Extracted text:
Friday, January 20, 2012

Arduino class notes, class 1

These are the class notes for a 4-part, 8-hour class Introductory Arduino class I'm teaching.  The class consists mostly of programmers fluent in C, which means we won't have to spend much time on the software side of things.  A few of the people have some hardware experience; the majority don't.  A couple of people are actually experts cleverly disguised as students, helping me out!

We're using the Sparkfun Inventor's Kit and tutorial.  Each student is provided with a kit. I bought one of these for myself last year and thought it was a pretty nice kit. (update:  The new version of the kit is even better.  Onward and Upward!)  After the last class I'll provide a wrapup with any notes regarding what pieces were more and less useful, and what supplemental pieces might be used.

SparkFun Inventors Kit
Preliminary Assignment


Class Breakdown

These are the four areas we'll be focussing on.
  • general electronics -- electricity, circuits, etc.
  • arduino specific electronics -- input, output, digital/analog control, etc.
  • arduino programming and libraries -- C coding, libraries for doing interesting things
  • the big picture -- interfacing and combining the lower-level pieces of knowledge into useful or interesting projects
Topics Covered
  • electrical circuits: much handwaving
  • setting up the boards
  • naming of parts
  • downloading arduino environment
  • running the blink program
  • expanding the blink program to tricolor led
Notes
  • Needed to spend more time on breadboards, how they're laid out, how to complete a circuit with them, what the power lines are used for.

Stored records:
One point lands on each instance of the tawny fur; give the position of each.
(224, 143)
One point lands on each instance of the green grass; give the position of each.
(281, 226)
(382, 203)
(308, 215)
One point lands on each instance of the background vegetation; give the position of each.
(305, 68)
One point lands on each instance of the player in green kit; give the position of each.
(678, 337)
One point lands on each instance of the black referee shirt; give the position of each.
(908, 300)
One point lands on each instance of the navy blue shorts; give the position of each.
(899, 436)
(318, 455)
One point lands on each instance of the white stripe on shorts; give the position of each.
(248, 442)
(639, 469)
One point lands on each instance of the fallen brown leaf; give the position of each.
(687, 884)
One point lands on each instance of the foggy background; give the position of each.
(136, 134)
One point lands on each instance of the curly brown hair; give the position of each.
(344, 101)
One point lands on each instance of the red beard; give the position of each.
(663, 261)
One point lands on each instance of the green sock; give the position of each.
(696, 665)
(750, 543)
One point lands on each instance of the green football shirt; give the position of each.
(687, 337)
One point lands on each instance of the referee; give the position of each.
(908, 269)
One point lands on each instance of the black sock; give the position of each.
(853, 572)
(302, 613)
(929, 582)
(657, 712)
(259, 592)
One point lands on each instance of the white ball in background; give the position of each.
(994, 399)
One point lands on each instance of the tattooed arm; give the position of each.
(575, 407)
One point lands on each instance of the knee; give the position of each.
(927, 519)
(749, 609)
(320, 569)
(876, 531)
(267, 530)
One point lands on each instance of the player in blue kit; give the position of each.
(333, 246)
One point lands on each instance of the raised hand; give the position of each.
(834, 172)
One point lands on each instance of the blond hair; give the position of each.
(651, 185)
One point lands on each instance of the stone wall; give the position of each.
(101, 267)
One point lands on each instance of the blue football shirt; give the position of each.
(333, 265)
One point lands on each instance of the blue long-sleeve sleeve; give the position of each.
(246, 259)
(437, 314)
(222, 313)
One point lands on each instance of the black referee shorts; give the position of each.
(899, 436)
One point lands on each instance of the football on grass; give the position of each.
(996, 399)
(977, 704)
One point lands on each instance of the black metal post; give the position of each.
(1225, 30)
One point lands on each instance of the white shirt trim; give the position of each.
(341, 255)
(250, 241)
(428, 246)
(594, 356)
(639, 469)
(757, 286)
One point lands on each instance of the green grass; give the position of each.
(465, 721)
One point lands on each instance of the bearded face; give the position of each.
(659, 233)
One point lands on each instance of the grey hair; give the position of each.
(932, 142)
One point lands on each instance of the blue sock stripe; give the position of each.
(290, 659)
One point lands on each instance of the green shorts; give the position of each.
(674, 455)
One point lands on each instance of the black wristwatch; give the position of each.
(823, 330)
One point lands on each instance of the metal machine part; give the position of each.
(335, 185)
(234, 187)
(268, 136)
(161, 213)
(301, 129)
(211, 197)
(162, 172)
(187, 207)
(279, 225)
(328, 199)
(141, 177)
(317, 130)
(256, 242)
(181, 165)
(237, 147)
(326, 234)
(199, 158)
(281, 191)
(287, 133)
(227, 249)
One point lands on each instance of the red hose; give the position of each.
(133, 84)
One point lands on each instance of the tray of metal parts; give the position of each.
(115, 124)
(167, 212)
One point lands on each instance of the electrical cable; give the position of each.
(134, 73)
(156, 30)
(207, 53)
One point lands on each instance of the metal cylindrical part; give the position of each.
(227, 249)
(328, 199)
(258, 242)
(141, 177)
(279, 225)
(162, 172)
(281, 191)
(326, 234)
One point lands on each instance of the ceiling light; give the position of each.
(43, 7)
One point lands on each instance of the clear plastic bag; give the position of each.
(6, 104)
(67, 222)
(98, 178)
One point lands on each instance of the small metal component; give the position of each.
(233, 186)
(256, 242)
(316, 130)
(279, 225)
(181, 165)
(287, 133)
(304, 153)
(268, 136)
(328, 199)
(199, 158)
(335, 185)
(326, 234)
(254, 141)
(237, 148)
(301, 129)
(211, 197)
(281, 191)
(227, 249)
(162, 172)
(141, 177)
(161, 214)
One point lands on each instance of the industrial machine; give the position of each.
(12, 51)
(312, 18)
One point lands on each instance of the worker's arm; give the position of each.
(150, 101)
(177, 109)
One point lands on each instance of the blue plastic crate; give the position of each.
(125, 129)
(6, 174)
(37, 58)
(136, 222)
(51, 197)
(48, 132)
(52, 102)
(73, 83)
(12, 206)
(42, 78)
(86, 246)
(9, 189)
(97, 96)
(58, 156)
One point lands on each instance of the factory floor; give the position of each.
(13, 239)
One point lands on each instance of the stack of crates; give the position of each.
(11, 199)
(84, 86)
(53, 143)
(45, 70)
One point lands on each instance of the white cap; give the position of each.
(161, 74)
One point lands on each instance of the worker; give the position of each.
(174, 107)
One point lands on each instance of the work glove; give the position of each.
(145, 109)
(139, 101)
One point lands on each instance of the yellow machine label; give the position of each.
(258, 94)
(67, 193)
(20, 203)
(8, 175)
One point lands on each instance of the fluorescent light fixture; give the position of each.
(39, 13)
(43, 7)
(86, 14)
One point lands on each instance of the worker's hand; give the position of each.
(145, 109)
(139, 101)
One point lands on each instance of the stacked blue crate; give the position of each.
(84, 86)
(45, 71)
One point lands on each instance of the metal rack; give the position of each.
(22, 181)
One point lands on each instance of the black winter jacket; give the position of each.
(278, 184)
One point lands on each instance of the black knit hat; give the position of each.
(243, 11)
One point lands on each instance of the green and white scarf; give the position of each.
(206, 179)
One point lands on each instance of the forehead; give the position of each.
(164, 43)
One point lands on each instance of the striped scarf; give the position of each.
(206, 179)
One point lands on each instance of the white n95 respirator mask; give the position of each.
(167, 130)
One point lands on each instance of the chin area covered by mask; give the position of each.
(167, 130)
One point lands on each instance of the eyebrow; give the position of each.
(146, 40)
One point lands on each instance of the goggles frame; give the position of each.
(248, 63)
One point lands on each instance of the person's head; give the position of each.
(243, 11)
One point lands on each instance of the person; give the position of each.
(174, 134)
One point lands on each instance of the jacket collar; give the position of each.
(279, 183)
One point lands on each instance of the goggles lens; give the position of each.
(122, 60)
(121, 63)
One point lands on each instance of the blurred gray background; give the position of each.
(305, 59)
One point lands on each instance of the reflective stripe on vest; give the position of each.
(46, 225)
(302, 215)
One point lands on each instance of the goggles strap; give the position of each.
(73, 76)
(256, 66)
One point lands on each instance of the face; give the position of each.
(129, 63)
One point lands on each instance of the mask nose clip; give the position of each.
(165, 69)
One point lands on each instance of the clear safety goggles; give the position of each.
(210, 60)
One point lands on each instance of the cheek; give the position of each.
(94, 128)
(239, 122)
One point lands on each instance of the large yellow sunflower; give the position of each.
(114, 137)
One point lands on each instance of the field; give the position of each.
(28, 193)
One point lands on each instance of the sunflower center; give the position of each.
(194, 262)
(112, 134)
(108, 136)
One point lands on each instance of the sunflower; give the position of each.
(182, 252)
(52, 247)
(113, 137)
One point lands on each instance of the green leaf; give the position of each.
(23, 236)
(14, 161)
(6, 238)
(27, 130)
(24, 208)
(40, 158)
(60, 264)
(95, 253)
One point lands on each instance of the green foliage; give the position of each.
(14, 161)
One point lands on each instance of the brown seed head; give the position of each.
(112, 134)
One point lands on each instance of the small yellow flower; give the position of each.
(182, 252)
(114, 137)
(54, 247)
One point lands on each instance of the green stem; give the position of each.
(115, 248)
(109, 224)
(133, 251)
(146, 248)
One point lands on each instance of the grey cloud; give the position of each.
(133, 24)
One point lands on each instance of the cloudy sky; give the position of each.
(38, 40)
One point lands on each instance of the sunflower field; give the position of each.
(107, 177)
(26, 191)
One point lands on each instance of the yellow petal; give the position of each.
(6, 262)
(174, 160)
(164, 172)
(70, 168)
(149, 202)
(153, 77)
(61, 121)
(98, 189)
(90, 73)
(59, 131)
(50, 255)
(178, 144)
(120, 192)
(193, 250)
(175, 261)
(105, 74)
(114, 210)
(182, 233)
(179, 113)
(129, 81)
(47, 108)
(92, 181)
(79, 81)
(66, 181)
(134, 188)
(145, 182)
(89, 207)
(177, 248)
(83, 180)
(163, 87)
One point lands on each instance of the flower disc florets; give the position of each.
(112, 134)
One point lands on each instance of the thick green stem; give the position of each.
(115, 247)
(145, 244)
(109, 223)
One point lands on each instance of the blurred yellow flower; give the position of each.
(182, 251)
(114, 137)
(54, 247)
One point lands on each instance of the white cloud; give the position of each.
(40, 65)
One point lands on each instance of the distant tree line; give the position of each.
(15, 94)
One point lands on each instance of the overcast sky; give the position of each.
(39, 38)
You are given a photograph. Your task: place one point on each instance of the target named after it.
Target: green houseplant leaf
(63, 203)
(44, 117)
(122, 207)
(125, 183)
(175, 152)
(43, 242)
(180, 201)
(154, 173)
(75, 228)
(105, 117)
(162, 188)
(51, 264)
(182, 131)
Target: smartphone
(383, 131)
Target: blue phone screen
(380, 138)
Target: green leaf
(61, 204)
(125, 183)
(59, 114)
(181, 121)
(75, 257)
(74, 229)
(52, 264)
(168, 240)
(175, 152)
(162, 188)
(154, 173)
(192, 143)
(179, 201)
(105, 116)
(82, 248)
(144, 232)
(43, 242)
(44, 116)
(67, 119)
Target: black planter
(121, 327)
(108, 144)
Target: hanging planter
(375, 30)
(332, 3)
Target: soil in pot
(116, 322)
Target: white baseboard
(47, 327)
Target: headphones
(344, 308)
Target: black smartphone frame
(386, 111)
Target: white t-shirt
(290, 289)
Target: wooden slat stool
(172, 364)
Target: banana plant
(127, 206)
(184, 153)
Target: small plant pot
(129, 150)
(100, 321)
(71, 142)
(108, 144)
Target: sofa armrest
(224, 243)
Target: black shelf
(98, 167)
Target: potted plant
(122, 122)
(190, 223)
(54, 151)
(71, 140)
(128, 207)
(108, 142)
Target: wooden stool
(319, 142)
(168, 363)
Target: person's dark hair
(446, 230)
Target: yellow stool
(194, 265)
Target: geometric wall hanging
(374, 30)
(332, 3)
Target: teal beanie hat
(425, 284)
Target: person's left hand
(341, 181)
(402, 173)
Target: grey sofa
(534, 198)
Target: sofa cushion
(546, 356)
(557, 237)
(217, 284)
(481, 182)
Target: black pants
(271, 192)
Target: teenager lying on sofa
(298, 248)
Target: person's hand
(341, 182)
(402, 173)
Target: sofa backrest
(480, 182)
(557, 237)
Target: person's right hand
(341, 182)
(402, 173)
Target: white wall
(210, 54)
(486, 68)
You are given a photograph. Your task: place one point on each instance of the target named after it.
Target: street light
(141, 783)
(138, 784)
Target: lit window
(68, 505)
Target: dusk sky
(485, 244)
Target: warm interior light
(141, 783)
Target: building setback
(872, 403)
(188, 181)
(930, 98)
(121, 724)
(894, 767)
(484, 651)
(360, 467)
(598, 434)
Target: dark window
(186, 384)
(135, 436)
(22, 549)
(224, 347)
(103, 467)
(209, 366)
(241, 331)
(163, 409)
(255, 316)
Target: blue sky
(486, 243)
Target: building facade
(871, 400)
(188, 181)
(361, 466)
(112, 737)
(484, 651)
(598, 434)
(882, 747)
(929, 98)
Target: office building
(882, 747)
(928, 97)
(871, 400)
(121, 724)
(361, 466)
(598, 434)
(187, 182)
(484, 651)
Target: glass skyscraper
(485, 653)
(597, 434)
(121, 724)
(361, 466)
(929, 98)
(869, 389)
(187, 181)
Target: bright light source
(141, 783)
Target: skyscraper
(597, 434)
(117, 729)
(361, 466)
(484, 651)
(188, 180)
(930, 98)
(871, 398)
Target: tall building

Task brief:
Print the part of the Arduino class notes starting at "These are the four" and ending at "digital/analog control, etc.", copied word for word.

Problem solution:
These are the four areas we'll be focussing on.
  • general electronics -- electricity, circuits, etc.
  • arduino specific electronics -- input, output, digital/analog control, etc.